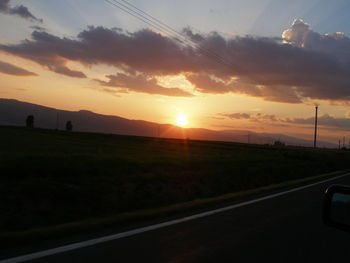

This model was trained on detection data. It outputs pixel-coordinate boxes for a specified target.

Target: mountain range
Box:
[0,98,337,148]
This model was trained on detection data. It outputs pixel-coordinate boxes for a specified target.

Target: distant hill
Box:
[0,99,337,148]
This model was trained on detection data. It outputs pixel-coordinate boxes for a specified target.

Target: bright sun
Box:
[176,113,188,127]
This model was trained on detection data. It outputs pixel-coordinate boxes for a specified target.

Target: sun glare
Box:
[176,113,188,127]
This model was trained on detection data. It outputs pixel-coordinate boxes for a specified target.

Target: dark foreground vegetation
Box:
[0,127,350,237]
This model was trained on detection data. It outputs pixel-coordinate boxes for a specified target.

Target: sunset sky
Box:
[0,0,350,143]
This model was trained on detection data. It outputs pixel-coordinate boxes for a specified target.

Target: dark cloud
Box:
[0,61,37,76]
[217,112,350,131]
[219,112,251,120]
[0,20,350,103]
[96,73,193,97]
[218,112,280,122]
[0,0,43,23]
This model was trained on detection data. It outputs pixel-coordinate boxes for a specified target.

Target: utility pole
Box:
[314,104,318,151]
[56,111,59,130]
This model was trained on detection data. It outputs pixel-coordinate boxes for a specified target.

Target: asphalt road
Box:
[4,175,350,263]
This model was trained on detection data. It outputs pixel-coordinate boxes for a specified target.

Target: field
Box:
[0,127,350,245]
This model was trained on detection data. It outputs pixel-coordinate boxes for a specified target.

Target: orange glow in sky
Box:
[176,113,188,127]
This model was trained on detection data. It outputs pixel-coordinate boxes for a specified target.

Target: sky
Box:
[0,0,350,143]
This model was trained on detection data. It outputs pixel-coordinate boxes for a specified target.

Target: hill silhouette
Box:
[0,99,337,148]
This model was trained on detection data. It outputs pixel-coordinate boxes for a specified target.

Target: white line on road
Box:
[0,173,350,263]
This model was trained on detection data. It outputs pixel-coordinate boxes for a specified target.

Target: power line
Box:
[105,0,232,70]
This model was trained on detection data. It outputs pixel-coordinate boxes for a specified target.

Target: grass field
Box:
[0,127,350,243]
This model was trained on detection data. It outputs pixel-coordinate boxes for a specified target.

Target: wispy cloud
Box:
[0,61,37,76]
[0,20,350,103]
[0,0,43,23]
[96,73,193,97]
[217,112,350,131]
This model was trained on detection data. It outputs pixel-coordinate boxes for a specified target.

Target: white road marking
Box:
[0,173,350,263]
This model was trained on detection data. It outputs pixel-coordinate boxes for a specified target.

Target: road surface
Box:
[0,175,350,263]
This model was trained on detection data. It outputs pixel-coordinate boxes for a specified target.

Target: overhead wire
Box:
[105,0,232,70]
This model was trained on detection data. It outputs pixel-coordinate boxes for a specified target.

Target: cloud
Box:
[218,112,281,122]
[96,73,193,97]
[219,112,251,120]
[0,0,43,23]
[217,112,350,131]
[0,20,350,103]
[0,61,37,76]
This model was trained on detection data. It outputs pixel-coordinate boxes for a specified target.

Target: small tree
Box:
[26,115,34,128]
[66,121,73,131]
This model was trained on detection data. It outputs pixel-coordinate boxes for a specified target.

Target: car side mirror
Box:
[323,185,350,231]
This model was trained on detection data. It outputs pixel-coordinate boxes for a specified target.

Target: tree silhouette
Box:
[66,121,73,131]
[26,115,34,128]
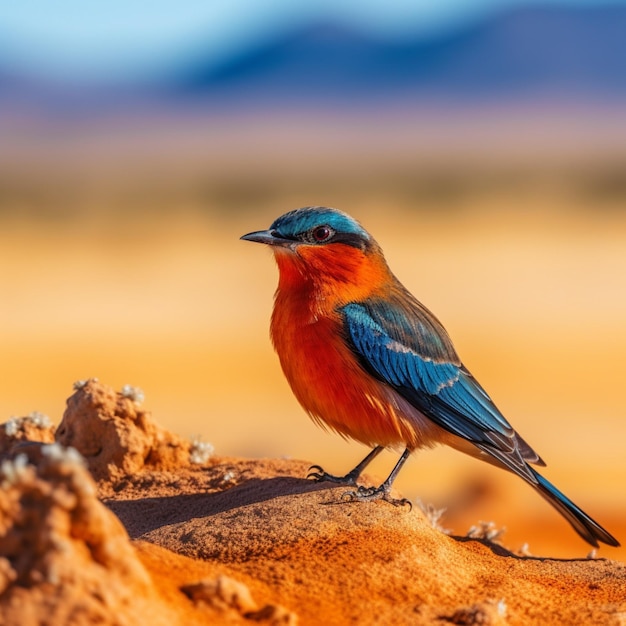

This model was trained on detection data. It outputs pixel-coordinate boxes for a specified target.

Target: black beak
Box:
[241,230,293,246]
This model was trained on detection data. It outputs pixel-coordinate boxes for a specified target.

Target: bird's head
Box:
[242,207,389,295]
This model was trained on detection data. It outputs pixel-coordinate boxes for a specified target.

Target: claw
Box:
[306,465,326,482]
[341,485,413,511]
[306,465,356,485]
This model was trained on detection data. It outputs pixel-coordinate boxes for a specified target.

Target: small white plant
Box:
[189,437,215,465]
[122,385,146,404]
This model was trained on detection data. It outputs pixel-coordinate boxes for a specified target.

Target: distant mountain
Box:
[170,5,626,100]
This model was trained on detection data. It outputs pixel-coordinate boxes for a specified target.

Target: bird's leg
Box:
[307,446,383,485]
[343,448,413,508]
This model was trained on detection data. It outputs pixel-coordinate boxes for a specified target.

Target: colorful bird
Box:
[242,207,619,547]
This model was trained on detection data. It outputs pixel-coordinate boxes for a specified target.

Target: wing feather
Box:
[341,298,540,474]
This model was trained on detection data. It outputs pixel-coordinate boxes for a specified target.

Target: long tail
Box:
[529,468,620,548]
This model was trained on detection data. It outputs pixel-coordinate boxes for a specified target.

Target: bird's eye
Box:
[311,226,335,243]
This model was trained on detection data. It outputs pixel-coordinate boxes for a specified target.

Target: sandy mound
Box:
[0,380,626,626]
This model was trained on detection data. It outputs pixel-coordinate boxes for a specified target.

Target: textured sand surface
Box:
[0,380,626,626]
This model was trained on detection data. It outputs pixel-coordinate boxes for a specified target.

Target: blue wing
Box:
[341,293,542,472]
──────────────────────────────
• **Do this**
Write out all the entries again, word for word, and print no images.

• **Result of this exercise**
This model was trained on detection data. It outputs pixel-coordinate boxes for a specified target.

Target: mountain range
Box:
[0,98,337,148]
This model was trained on detection data. It outputs pixel-coordinate boxes for a specified target.

Target: distant hill
Box:
[0,99,337,148]
This model was trained on detection data. It outputs pixel-coordinate boxes for a specified target.

Target: bright sun
Box:
[176,113,188,127]
This model was trained on detection data. It outputs pixel-coordinate boxes for a specified target.

Target: sun glare
Box:
[176,113,188,127]
This model was trained on detection data. It outputs pixel-coordinate boxes for a specified target.

Target: dark foreground vegetation
Box:
[0,127,350,237]
This model was trained on detection data. It outputs pixel-coordinate boxes for a specified target.

Target: sunset sky
Box:
[0,0,350,143]
This model was trained on detection data. It outputs pixel-coordinate boxes for a specified target.

Target: dark cloud
Box:
[0,61,37,76]
[217,112,350,131]
[219,112,251,120]
[0,20,350,103]
[96,73,193,97]
[218,112,280,122]
[0,0,43,23]
This model was trained on detection data. It outputs pixel-coordinate boxes for a specified target.

Target: utility pole
Box:
[314,104,318,151]
[56,111,59,130]
This model was trained on detection data. It outputs pixel-coordinate boxes for a specified target.

Target: asphalt road
Box:
[4,175,350,263]
This model was trained on detection data. It outputs pixel-coordinate boxes for a specified target.

Target: field
Box:
[0,127,350,245]
This model was trained on detection data. It outputs pixel-coordinate boxes for a specified target.

Target: orange glow in sky
Box:
[176,113,188,127]
This model was trained on detection data. It outputs pixel-coordinate boxes for a specified target.

Target: sky
Box:
[0,0,350,143]
This model was trained on detection data. It outputs pixel-coordinate boxes for a specified target.

Target: hill silhouette
Box:
[0,99,337,148]
This model was trained on detection data. It outputs pixel-coordinate boxes for a specified target.

Target: white line on road
Box:
[0,173,350,263]
This model was trained on detection data. It outputs pixel-coordinate boxes for a specified target.

Target: power line
Box:
[105,0,232,70]
This model was trained on detection data. It outputs pixel-coordinate boxes for a specified target.

Target: grass field
Box:
[0,127,350,243]
This model was trained on detection data. It outputs pixel-coordinate boxes for a specified target.

Target: wispy cloud
Box:
[0,61,37,76]
[0,20,350,103]
[0,0,43,23]
[96,73,193,97]
[217,112,350,131]
This model was trained on detection data. It outputs pixel-coordinate boxes for a specified target.

Target: white road marking
Box:
[0,173,350,263]
This model was trained on detection data. It outputs pixel-coordinate boxes for a specified target.

Target: road surface
Box:
[0,175,350,263]
This model was trained on detection data. It outputs pixel-coordinate boxes for a specified target.

Target: overhead wire
Box:
[105,0,232,70]
This model was trained on detection data. It outputs pixel-coordinate boxes for a specified target.

Target: cloud
Box:
[218,112,281,122]
[96,73,193,97]
[219,112,251,120]
[0,0,43,23]
[217,112,350,131]
[0,20,350,103]
[0,61,37,76]
This model was trained on detection data. It outputs pixel-coordinate boxes for a specified target.

Target: small tree
Box:
[26,115,34,128]
[66,121,73,131]
This model was trained on detection data. It outputs pixel-coordinate boxes for a specified target.

Target: car side mirror
Box:
[323,185,350,231]
This model was trained on detection data. It outputs pixel-coordinate boxes for a specified target.

Target: tree silhouette
Box:
[66,121,73,131]
[26,115,34,128]

This model was trained on detection data. It outputs pixel-coordinate boxes for a specified target.

Target: black beak
Box:
[241,230,293,246]
This model was trained on detection data. It outputs pixel-coordinate boxes for a specified target.

Target: bird's head
Box:
[242,207,389,295]
This model was trained on detection data. It outputs pixel-coordinate boxes for a specified target.

Target: claw
Box:
[306,465,326,482]
[341,485,413,511]
[306,465,356,485]
This model was trained on detection data. It outputs pixel-coordinate boxes for a specified target.

Target: small white plant
Box:
[189,437,215,465]
[122,385,146,404]
This model was trained on detection data. It outputs pixel-coordinate boxes for a specified target.

Target: distant mountain
Box:
[170,5,626,100]
This model was trained on detection data. It outputs pixel-coordinate boxes for a specified target.

Target: bird's leg
Box:
[307,446,383,485]
[343,448,413,508]
This model was trained on detection data. It outputs pixel-coordinate boxes for a specified target.

Target: colorful bird
Box:
[242,207,619,547]
This model was trained on detection data. It outputs pixel-coordinate boxes for a specified target.

Target: wing feather
Box:
[341,298,540,474]
This model was trained on detection data. It outputs pixel-coordinate boxes for a specified target.

Target: long tail
Box:
[529,468,620,548]
This model was trained on detection data. It outputs pixel-coordinate boxes for a specified target.

Target: bird's eye
Box:
[311,226,335,243]
This model was trained on detection data. It outputs pixel-coordinate boxes for a specified target.

Target: sandy mound
Box:
[0,380,626,626]
This model was trained on detection data. It outputs pixel-coordinate boxes for a specified target.

Target: textured sand surface
Box:
[0,380,626,626]
This model was trained on detection data. It outputs pixel-coordinate boxes for a specified target.

Target: blue wing
Box:
[341,293,542,472]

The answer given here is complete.